##### Data #####

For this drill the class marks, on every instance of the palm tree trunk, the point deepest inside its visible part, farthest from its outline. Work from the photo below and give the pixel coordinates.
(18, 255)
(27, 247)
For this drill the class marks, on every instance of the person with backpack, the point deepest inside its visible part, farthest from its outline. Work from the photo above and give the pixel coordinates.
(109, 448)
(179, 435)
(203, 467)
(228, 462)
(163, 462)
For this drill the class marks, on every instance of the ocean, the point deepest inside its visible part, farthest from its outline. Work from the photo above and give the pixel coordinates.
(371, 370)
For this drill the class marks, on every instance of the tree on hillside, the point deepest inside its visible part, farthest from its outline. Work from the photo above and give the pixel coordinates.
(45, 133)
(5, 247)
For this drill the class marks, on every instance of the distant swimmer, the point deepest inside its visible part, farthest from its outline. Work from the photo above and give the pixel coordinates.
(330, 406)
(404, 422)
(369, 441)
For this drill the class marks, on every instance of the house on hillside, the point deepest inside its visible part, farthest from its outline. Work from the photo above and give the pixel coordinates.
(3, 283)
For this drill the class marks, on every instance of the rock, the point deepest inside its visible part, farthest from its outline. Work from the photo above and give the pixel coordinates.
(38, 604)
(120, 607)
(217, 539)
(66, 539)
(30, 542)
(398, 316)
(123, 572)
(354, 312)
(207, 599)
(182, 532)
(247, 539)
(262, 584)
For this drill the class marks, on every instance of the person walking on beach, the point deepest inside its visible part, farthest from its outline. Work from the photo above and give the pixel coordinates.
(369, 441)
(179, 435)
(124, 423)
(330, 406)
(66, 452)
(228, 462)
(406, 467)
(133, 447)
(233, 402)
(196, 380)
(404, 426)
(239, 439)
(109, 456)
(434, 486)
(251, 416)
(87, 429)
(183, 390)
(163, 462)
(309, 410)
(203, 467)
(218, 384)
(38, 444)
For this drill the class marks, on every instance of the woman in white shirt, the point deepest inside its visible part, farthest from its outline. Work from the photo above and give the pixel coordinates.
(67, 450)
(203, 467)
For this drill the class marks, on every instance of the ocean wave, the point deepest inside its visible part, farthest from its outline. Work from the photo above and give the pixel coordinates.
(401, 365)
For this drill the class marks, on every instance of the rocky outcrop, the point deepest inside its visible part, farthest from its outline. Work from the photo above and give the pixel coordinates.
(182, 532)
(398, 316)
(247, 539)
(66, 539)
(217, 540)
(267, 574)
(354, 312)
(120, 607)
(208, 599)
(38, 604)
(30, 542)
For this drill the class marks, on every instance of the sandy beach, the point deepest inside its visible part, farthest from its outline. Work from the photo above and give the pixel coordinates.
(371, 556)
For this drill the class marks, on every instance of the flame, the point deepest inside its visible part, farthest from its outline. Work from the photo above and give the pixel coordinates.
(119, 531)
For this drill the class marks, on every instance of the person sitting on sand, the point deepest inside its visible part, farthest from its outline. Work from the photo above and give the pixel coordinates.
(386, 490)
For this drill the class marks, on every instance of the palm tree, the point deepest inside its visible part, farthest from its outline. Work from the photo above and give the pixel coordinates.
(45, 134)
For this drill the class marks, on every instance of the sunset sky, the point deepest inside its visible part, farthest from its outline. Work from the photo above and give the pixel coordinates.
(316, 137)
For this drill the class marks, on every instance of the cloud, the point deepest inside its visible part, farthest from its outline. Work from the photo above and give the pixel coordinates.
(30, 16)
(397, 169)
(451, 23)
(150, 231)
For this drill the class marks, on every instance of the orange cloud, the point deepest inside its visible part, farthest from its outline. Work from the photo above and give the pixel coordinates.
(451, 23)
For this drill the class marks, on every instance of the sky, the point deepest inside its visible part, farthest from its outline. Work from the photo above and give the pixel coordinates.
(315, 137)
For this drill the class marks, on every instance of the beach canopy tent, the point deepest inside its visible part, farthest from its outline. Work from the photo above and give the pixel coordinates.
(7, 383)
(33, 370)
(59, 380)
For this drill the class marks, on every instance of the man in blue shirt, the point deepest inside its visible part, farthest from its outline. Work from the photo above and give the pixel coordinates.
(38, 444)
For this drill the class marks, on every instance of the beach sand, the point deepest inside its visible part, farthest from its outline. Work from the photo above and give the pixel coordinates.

#####

Directions for this task — Retype all the data verbatim.

Final answer —
For this drill the class marks, on every instance of the palm tree trunk, the point deepest inside its visible part, farthest from its outline. Work from the photo below and give the pixel coordinates.
(18, 255)
(27, 247)
For this drill the class marks, on every instance of the person with backpack, the point deepest inside its visible part, farthest from its outline. Work from the photo above and give the pixel coordinates.
(109, 448)
(179, 435)
(203, 467)
(228, 462)
(163, 462)
For this drill the class marks, on every instance of the ocean, the point deepest inside its visible part, farthest from its outline. Work from the photo above and give the pixel coordinates.
(371, 370)
For this drill the class marks, on every instance of the tree on hillside, the point deepest inside its visible part, farthest from its outline. Work from the photo above and give the pixel coordinates.
(45, 133)
(5, 247)
For this drill the class marks, on every instance of the distant swimmer, the point deepest inside its visible part, farthest from its outline. Work from the photo above and give the pixel coordinates.
(330, 406)
(404, 422)
(369, 441)
For this drill the class marks, on every instance of the house on hillside, the point deepest inside its visible part, farthest from its outline. Work from the photo above and give the pixel coordinates.
(3, 283)
For this drill the class marks, on every instance of the rock, the point deepest inside its visible part, farthest from its outline. Work from the photo above and give the pixel coordinates.
(38, 604)
(120, 607)
(217, 539)
(66, 539)
(30, 542)
(398, 316)
(123, 572)
(354, 312)
(207, 599)
(182, 532)
(247, 539)
(262, 584)
For this drill the class marks, on every instance of the person walking on beach, the point deepest inside its visible part, farthest from its outline. Work from the photo above and give the pixel coordinates.
(369, 441)
(179, 435)
(124, 423)
(330, 406)
(66, 452)
(228, 462)
(406, 467)
(133, 447)
(233, 402)
(196, 380)
(404, 426)
(239, 439)
(109, 456)
(434, 486)
(251, 416)
(87, 429)
(183, 390)
(163, 462)
(309, 410)
(203, 467)
(218, 384)
(38, 444)
For this drill the class marks, on every instance of the woman in white shirt, the point deepest inside its visible part, farthest from its outline. Work from the photo above and give the pixel coordinates.
(67, 450)
(203, 467)
For this drill the class marks, on every instance of the ocean wave, the point deepest inside its visible part, farthest from its outline. Work from the photo above and give the pixel coordinates.
(401, 365)
For this drill the class marks, on every instance of the rocky outcrop, the point deepest inside its visible part, farthest from its outline. Work from the photo above and give the pixel coordinates.
(182, 532)
(398, 316)
(247, 539)
(66, 539)
(217, 540)
(267, 574)
(354, 312)
(120, 607)
(208, 599)
(38, 604)
(30, 542)
For this drill the class marks, on every instance of the sandy beach, the point deepest inside its visible part, farthest from its outline. Work from the photo above and give the pixel coordinates.
(371, 556)
For this drill the class marks, on every instance of the flame, the point deepest inside its visible part, farthest from its outline. Work from the photo above and give the pixel coordinates.
(119, 531)
For this drill the class marks, on every instance of the person sitting on sand, the point deepest inside its visible part, farthest from its outline. Work from the photo above and give the pixel coordinates.
(386, 490)
For this drill the class marks, on every instance of the palm tree, the point deepest inside its visible part, farthest from its outline. Work from the photo above and give the pixel coordinates.
(45, 134)
For this drill the class marks, on every instance of the sunset sky, the point deepest inside its visible part, farthest from its outline. Work from the photo above and give the pixel coordinates.
(316, 137)
For this drill the class marks, on every instance of the cloud, the point deepest inside its visible part, farthest from its outline. Work from the photo above and give the pixel coordinates.
(30, 16)
(397, 169)
(451, 23)
(150, 231)
For this drill the class marks, on every instance of the orange cloud, the point deepest inside its visible part, farthest from its outline. Work from the photo above and give the pixel coordinates.
(451, 23)
For this drill the class marks, on every instance of the sky, the point deepest inside its visible part, farthest from its outline. Work from the photo above and give the pixel coordinates.
(315, 137)
For this drill the class marks, on every instance of the beach canopy tent, the point deepest inside its visible part, farthest from its outline. Work from the photo above and give the pixel coordinates.
(7, 383)
(33, 370)
(59, 380)
For this drill the class marks, on every instance of the man in blue shirt, the point deepest inside its visible part, farthest from its outline. Work from the photo above and give the pixel coordinates.
(38, 444)
For this drill the class marks, on every instance of the beach sand, the point deepest inside its visible part, farthest from its outline. Work from the photo above and give the pixel coordinates.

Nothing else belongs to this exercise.